- [Source]
------------------------------------------------
February 10, 1942.
1. JURY — Case properly stricken from jury docket after plaintiff dismissed cause of action for damages leaving only cause of action for accounting.
Where plaintiff in his petition joins a cause of action to recover a money judgment for damages with a separate cause of action wherein an accounting is sought, issues are joined and the cause is set for trial before a jury and plaintiff then dismisses as to the cause seeking judgment in damages, there is no error in striking the case from the jury assignment and placing it on the equity or nonjury assignment and trying same without a jury.
2. OIL AND GAS — Contract for deepening well providing that parties share expenses of maintenance after well "placed on production" construed to mean after oil or gas is actually brought to surface ready for market.
A contract between a landowner and a second party provided that the second party would, at his own expense and cost, drill a well then located on the land to a greater depth, all for the purpose of producing and marketing oil or gas in commercial quantities, and also provided that, in case of such success, out of the production, the parties were each to receive one-half the gross proceeds, each of the parties, however, to stand and bear one-half of maintaining the well after "same is placed on production," and each to stand and bear one-half the cost of marketing the production; held: The words "after the same is placed on production," clearly meant after oil or gas is actually being brought to the surface ready for market, and cannot mean when the well is drilled to the top of a producing sand, or other oil or gas producing formation.
------------------------------------------------
- [Given data]
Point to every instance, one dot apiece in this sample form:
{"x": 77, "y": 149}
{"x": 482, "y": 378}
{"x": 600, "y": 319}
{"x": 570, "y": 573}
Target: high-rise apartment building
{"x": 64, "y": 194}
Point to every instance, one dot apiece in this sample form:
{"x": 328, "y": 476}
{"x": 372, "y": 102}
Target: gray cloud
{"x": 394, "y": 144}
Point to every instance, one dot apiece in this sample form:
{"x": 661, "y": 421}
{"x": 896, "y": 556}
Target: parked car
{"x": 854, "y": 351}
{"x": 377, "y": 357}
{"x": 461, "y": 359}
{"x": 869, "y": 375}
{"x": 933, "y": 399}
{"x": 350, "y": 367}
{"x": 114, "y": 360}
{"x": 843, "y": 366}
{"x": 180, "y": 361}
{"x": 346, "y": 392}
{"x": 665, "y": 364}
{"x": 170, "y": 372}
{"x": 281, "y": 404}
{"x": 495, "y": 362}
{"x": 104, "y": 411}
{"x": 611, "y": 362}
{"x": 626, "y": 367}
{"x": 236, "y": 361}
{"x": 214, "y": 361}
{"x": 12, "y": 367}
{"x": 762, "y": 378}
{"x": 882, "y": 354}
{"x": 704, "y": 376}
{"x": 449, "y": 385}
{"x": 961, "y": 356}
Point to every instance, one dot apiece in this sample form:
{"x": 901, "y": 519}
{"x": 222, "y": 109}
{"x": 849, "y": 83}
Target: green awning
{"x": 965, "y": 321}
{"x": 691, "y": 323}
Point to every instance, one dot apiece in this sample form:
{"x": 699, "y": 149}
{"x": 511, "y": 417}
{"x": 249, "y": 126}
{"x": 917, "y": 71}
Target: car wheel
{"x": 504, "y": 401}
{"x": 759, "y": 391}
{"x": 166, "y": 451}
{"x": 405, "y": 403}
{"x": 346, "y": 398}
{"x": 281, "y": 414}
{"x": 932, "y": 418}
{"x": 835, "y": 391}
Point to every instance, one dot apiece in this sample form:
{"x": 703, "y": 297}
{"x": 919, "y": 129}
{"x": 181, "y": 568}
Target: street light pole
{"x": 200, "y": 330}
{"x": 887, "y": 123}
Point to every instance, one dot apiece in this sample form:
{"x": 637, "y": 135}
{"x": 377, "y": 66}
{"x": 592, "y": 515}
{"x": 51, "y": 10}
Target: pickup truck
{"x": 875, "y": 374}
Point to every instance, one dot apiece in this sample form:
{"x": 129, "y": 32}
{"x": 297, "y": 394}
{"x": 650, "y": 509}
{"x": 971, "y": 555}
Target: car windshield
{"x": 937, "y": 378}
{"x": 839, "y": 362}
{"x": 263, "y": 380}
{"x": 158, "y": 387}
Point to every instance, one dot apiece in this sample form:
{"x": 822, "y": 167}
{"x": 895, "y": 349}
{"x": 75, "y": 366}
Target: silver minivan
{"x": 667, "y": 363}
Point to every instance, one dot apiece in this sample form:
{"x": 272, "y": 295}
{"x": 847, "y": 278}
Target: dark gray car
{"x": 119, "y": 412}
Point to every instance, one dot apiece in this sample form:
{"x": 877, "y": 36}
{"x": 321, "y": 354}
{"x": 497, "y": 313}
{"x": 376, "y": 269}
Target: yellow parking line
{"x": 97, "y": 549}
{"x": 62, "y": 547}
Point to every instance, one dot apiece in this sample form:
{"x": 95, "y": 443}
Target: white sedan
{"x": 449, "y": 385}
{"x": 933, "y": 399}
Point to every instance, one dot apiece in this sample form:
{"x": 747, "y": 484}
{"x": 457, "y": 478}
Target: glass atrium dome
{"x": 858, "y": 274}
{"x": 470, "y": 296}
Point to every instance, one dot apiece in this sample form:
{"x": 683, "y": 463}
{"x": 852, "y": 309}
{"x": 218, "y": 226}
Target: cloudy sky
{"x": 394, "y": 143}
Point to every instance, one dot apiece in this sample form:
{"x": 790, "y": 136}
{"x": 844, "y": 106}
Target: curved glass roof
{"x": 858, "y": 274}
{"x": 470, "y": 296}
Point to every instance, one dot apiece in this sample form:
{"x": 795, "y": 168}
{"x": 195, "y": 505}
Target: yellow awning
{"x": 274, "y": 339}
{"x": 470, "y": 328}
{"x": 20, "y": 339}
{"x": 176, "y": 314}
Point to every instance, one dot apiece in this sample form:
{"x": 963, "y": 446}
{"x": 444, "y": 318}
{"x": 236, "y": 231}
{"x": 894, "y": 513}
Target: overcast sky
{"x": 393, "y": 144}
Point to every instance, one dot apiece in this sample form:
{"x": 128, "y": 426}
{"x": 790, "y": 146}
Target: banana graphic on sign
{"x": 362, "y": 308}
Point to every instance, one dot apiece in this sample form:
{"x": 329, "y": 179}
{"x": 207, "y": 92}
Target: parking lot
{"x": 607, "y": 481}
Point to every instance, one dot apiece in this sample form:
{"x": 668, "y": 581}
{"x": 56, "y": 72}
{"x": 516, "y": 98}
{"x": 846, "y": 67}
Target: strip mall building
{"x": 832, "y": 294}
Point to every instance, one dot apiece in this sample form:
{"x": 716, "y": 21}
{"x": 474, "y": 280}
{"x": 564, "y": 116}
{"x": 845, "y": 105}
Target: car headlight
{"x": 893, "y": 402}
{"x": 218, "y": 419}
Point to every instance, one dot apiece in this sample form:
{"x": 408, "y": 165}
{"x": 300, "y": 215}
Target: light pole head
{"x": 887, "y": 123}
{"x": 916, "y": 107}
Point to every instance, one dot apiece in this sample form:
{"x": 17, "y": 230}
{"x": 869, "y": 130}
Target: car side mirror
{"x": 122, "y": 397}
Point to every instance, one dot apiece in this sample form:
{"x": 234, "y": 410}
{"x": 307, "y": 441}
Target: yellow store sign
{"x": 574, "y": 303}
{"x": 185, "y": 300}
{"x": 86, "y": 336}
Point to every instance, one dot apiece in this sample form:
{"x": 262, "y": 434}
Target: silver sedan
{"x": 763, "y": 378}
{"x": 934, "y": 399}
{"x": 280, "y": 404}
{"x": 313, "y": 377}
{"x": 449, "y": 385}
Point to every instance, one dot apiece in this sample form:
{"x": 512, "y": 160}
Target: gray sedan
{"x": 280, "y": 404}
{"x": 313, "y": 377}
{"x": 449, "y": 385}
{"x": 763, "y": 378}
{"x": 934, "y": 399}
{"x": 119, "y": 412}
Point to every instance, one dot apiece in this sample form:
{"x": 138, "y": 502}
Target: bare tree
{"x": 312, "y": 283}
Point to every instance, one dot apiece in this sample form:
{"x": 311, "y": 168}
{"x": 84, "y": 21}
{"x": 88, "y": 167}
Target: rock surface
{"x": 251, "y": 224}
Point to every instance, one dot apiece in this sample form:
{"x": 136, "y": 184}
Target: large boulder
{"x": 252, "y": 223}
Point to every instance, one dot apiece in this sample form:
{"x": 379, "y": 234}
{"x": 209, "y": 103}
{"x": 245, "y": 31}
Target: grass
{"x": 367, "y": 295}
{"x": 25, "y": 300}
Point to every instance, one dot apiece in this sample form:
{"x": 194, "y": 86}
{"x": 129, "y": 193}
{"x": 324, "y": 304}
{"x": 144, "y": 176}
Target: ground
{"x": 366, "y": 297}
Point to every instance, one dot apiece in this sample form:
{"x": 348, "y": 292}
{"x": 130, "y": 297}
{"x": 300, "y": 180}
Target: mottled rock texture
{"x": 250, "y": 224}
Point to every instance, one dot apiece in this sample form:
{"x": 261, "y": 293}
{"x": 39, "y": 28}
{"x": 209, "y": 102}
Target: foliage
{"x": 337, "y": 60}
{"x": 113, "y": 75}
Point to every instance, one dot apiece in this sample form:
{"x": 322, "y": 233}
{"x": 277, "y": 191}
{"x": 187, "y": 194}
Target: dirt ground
------------------------------------------------
- [Tasks to complete]
A. In the court headnotes on the well-deepening contract, what do the words "after the same is placed on production" mean?
B. Continue the court headnotes on the jury docket and the well-deepening contract from the last sentence shown.
The material has no part in this work.

- [Answers to each task]
A. They mean after oil or gas is actually being brought to the surface ready for market.

B.
Appeal from Superior Court, Okmulgee County; Harland A. Carter, Judge.
Action by Fred O. Bowne against Samuel Bright and Clara B. Bright. Judgment for plaintiff, and defendants appeal. Reversed and remanded.
A.N. Boatman, of Okmulgee, for plaintiffs in error.
Carland Smith, of Okmulgee, for defendant in error.
This action was commenced by defendant in error, herein referred to as plaintiff, against plaintiffs in error, herein referred to as defendants, to recover damages for alleged wrongful acts of defendants in connection with drilling an oil and gas well, under a contract between defendants, owners of the land, and plaintiff. Plaintiff also sought a judgment in accounting for operations under the contract.
Defendants denied generally and counterclaimed for damages for alleged breach of the contract by plaintiff.
After issues were joined, the cause was set for trial on the jury docket. Plaintiff moved to strike the cause from the jury assignment and set the case for trial on the equity or nonjury assignment. This motion was denied. Thereupon, plaintiff filed a partial dismissal, dismissing that portion of his petition under which he sought judgment for damages.
Plaintiff then renewed his motion to strike the cause from the jury docket. The motion was sustained; defendants at the time announced that they were not waiving a jury trial.
The cause was then tried to the court without a jury, resulting in a finding and judgment for plaintiff in the sum of $650.05, and an order allowing the attorney for plaintiff and the attorney for defendants each an attorney's fee of $100, and a further order declaring the judgment a lien on defendants' interest in the well, casing, equipment, etc., and taxing the attorneys' fees allowed both attorneys as costs in the case, and defendants appeal.
It is first contended that the court erred in denying defendants a jury trial. The record does not show that defendants objected to the orders of the court or saved any exceptions, other than the statement that they were not waiving a jury trial.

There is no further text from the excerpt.